# [Information provided]
:::

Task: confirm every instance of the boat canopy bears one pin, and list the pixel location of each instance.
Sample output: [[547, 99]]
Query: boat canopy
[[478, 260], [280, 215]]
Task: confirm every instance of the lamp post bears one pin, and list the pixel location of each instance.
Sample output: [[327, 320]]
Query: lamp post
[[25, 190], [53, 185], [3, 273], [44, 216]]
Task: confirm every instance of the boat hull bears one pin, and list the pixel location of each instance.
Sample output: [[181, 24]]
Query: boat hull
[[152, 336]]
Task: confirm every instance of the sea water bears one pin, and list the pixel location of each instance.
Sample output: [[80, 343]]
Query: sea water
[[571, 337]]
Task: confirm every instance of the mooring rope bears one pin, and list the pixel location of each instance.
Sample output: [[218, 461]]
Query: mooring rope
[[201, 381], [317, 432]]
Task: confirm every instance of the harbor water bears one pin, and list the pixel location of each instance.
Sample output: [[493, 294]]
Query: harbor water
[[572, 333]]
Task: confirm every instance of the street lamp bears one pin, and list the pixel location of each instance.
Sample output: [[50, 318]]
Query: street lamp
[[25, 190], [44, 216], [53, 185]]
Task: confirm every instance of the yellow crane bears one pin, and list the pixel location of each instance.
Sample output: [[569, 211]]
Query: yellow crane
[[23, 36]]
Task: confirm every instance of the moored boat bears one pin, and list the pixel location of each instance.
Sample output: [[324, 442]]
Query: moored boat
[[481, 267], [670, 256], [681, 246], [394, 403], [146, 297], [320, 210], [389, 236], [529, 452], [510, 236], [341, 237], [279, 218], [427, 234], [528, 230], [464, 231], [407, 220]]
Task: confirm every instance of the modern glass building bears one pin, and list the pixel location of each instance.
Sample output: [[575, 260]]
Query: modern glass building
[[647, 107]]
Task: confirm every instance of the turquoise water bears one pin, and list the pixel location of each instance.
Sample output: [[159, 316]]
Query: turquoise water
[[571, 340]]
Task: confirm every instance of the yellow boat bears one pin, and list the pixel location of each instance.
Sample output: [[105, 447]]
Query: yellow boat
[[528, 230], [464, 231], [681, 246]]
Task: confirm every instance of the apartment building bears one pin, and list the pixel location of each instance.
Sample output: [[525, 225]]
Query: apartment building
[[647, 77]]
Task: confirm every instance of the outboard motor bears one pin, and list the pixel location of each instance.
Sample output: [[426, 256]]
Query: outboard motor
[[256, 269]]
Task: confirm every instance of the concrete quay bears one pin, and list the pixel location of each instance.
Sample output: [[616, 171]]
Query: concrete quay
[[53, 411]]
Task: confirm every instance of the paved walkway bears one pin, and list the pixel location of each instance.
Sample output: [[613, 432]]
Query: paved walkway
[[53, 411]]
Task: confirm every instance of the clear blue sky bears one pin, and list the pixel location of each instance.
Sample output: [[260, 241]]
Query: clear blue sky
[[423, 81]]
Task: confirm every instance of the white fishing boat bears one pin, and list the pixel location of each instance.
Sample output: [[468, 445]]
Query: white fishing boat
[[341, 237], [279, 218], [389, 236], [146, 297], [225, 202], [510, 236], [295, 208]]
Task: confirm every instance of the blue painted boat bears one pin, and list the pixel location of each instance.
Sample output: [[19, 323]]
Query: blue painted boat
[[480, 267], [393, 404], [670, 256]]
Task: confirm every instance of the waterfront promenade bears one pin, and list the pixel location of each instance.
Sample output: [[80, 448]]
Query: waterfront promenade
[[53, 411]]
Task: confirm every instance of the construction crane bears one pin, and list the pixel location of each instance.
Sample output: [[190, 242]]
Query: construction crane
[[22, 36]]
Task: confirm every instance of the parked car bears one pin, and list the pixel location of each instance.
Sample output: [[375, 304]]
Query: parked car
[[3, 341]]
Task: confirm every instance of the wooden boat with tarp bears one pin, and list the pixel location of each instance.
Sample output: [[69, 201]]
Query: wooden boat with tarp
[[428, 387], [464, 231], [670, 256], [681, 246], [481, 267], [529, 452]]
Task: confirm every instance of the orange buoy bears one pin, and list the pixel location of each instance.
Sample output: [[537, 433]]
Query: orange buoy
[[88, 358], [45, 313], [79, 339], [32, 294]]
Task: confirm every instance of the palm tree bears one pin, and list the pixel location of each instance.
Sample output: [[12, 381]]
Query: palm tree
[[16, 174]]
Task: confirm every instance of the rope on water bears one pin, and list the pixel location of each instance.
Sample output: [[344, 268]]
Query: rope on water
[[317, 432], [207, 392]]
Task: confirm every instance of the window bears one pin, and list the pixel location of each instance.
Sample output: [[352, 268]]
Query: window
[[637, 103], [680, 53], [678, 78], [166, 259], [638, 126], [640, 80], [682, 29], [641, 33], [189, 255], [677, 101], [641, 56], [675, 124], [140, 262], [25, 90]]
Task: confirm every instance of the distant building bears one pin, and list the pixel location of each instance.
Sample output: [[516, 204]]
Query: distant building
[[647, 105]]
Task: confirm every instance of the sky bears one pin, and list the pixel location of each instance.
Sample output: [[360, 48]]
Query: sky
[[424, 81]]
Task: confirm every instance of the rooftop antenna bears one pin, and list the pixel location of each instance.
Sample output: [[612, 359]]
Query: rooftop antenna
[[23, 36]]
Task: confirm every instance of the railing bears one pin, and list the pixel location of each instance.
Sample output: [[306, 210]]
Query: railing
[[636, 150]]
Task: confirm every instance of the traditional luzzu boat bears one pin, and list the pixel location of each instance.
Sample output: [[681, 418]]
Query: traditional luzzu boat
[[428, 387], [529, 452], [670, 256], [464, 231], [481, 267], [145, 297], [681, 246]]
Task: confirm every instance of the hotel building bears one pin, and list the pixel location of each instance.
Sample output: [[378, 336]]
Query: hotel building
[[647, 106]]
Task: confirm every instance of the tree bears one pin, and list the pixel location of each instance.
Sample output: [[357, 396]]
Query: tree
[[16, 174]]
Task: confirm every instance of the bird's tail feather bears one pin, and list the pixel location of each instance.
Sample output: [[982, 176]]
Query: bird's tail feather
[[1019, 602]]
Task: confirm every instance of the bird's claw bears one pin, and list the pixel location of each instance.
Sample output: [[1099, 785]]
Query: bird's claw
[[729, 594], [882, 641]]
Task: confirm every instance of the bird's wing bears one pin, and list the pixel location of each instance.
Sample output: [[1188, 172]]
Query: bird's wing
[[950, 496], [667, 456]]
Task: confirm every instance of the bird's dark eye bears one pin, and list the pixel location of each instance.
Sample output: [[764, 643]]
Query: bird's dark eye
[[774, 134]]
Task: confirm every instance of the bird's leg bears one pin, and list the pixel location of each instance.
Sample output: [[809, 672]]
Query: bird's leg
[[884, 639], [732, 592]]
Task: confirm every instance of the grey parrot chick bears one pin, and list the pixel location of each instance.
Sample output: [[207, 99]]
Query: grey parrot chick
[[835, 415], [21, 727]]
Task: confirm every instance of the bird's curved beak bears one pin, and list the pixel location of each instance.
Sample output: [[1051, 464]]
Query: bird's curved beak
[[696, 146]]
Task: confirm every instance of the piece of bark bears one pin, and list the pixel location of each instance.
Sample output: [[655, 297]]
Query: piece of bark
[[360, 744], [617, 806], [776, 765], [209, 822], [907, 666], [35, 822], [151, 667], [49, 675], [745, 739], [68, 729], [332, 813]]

:::

# [Task]
Copy the entire listing above line for line, changing nothing.

# [Output of the task]
Task: confirm every instance of the boat canopy bears one pin, and list the pixel location of each instance.
Sample output: [[547, 99]]
Query: boat canopy
[[478, 260], [280, 215]]
Task: confirm every instance of the lamp post bears one pin, and list the pixel location of each instance.
Sample output: [[327, 320]]
Query: lamp post
[[25, 190], [53, 185], [3, 273], [44, 216]]
Task: confirm every instance of the boat hull bears one pin, and list the pixel location of each instance.
Sample output: [[181, 24]]
Query: boat hull
[[152, 336]]
Task: confirm every instance of the sea water bears one pin, and list the pixel location of each instance.
Sample output: [[80, 343]]
Query: sea water
[[571, 337]]
Task: confirm every instance of the mooring rope bears one pin, and list the pixel location of each instance.
Sample output: [[218, 461]]
Query: mooring rope
[[201, 381], [317, 432]]
Task: confirm every instance of the harbor water bears one pin, and list the pixel location of each instance.
Sample output: [[493, 294]]
Query: harbor water
[[572, 333]]
Task: confirm every instance of the street lamp bears one pin, and list the pixel location of each instance.
Sample output: [[50, 318]]
Query: street lamp
[[25, 190], [44, 216], [53, 185]]
Task: confirm every instance of the yellow crane bears one pin, and list the pixel location of each instance.
Sample output: [[569, 211]]
Query: yellow crane
[[23, 36]]
Task: confirm every instance of the moored boat bears one pin, and list the pixel location of each instance.
Sample output: [[324, 442]]
Query: moored boat
[[481, 267], [670, 256], [681, 246], [394, 403], [146, 297], [320, 210], [389, 236], [529, 452], [510, 236], [341, 237], [279, 218], [427, 234], [528, 230], [464, 231], [407, 220]]
Task: confirm every instance of the modern glass building bears one pin, and list the pixel location of each instance.
Sample output: [[575, 260]]
Query: modern glass building
[[647, 107]]
Task: confirm every instance of the turquoise water bears one pin, and list the pixel location of each instance.
Sample output: [[159, 316]]
Query: turquoise water
[[571, 340]]
Task: confirm every instance of the yellow boat bears one pin, and list the pixel location of each instance.
Sample output: [[105, 447]]
Query: yellow boat
[[528, 230], [464, 231], [681, 246]]
Task: confirm every instance of the apartment building bears one pin, and list the pixel location of each instance.
Sample output: [[525, 225]]
Query: apartment building
[[647, 77]]
Task: confirm every instance of the outboard motor bears one pin, and list the pixel location of each instance.
Sample output: [[426, 256]]
Query: outboard motor
[[256, 269]]
Task: confirm every instance of the concrete quay bears one pin, and list the pixel location of each instance.
Sample output: [[616, 171]]
Query: concrete quay
[[53, 411]]
Task: confirm every instance of the paved walkway bears one pin, and list the pixel location of each instance.
Sample output: [[613, 432]]
Query: paved walkway
[[53, 411]]
Task: confirm every instance of the clear blue sky bears one pin, and list the pixel location of each instance.
Sample output: [[260, 241]]
Query: clear blue sky
[[423, 81]]
Task: confirm every instance of the white fishing boat bears one pin, and list the pixel location of each instance.
Sample output: [[468, 445]]
Query: white fishing boat
[[341, 237], [279, 218], [389, 236], [146, 297], [225, 202], [510, 236], [295, 208]]
Task: confirm every instance of the blue painted boat bears one pin, and list the pixel location of each instance.
Sample output: [[19, 323]]
Query: blue painted boat
[[480, 267], [393, 404], [670, 256]]
Task: confirm every instance of the waterfront promenade bears one pin, and list the pixel location of each instance.
Sample output: [[80, 448]]
Query: waterfront promenade
[[53, 411]]
Task: confirm every instance of the construction crane bears one pin, and list the pixel location of each instance.
Sample output: [[190, 242]]
Query: construction crane
[[22, 36]]
Task: confirm every instance of the parked car bears one pin, and list the pixel location of each instance.
Sample output: [[375, 304]]
Query: parked car
[[3, 341]]
Task: confirm every instance of the wooden boat with tarp bears one pin, and list the pixel location of each instance.
Sample output: [[69, 201]]
Query: wooden boat with tarp
[[428, 387], [464, 231], [670, 256], [681, 246], [481, 267], [529, 452]]
Task: confirm every instance of the orange buoy bears one pin, and list the pixel location of each instance.
Sample output: [[537, 433]]
Query: orange buoy
[[88, 358], [45, 313], [79, 339], [32, 294]]
Task: confirm every instance of the palm tree bears one pin, and list the pixel location of each instance.
Sample output: [[12, 381]]
Query: palm tree
[[16, 174]]
Task: confirm every instance of the rope on water bears one pin, and list the pixel location of each instance.
Sample output: [[344, 268]]
Query: rope on water
[[317, 432], [207, 392]]
Task: confirm every instance of the window bears one pin, and list the pixel location of each instance.
Sample output: [[352, 268]]
Query: window
[[637, 103], [680, 53], [678, 78], [166, 259], [638, 126], [640, 80], [682, 29], [641, 33], [189, 255], [677, 101], [641, 56], [675, 124], [140, 262], [25, 90]]
Task: confirm every instance of the distant building bears one pin, and list the pixel location of each instance.
Sample output: [[516, 204]]
Query: distant building
[[647, 105]]
Task: confirm every instance of the sky bears one pin, and list the pixel location of each instance.
Sample output: [[360, 48]]
Query: sky
[[424, 81]]
Task: confirm every instance of the rooftop antenna bears one pin, and list the pixel location of each instance.
Sample output: [[612, 359]]
Query: rooftop antenna
[[23, 36]]
Task: confirm every instance of the railing bears one pin, and list the pixel location of each instance.
Sample output: [[306, 210]]
Query: railing
[[636, 150]]
Task: confirm every instance of the traditional luzzu boat bears one pin, and list the pixel location of each instance.
Sample output: [[681, 418]]
Query: traditional luzzu boat
[[428, 387], [529, 452], [670, 256], [464, 231], [481, 267], [145, 297], [681, 246]]
Task: confirm every instance of the hotel building bears one pin, and list the pixel location of each instance.
Sample output: [[378, 336]]
Query: hotel building
[[647, 106]]
Task: confirm every instance of the tree bears one pin, and list the pixel location of each instance.
Sample output: [[357, 396]]
Query: tree
[[16, 174]]
Task: confirm every instance of the bird's tail feather bears one pin, and list the pixel location of each instance.
Sample output: [[982, 176]]
Query: bird's tail feather
[[1019, 602]]
Task: confirm every instance of the bird's claw bears one pin, and list the pixel location of each instance.
Sample output: [[1099, 785]]
Query: bird's claw
[[729, 594], [882, 641]]
Task: confirm every instance of the bird's wing bears one pin, and list the pixel location of each instance.
Sample output: [[1188, 172]]
Query: bird's wing
[[950, 496], [667, 456]]
Task: confirm every instance of the bird's dark eye bears one pin, and list the pixel location of each instance.
Sample output: [[764, 643]]
Query: bird's dark eye
[[774, 134]]
Task: confirm every instance of the bird's leg bears one pin, and list the pixel location of each instance.
Sample output: [[809, 672]]
Query: bird's leg
[[884, 639], [732, 592]]
Task: confirm every instance of the grey parrot chick bears one pin, and list the pixel location of each instance.
Sample output: [[207, 99]]
Query: grey parrot chick
[[835, 415], [21, 727]]
Task: confirm every instance of the bird's curved beak bears one pin, and list the pixel location of each instance.
Sample output: [[1051, 464]]
Query: bird's curved beak
[[696, 146]]
Task: confirm every instance of the piece of bark bears one pin, and list the pixel location of each instance.
Sample output: [[655, 297]]
Query: piece of bark
[[360, 744], [617, 806], [776, 765], [209, 822], [907, 666], [35, 822], [151, 667], [49, 675], [745, 739], [68, 729], [332, 813]]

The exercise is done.